# Work required
Copy the data below verbatim, leaving no line out.

# Data records
---*---

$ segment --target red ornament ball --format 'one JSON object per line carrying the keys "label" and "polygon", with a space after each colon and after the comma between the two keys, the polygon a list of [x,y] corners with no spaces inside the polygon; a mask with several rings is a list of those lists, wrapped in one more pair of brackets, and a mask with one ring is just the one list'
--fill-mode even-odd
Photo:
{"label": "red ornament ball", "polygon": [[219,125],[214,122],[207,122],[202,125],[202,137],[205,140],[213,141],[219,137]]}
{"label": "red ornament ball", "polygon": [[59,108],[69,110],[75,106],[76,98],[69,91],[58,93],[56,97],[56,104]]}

---*---

# Your response
$ segment --target red ornament ball --format 'one JSON object per line carrying the keys "label" and "polygon", with a space after each colon and after the comma between the two keys, the polygon a list of [x,y] corners with no spaces inside the polygon; a mask with several rings is a list of those lists, wrapped in one more pair of brackets, and a mask with one ring is just the one list'
--fill-mode even-odd
Photo:
{"label": "red ornament ball", "polygon": [[219,125],[214,122],[207,122],[202,125],[202,137],[205,140],[213,141],[219,137]]}
{"label": "red ornament ball", "polygon": [[59,108],[69,110],[75,106],[76,98],[69,91],[58,93],[56,97],[56,104]]}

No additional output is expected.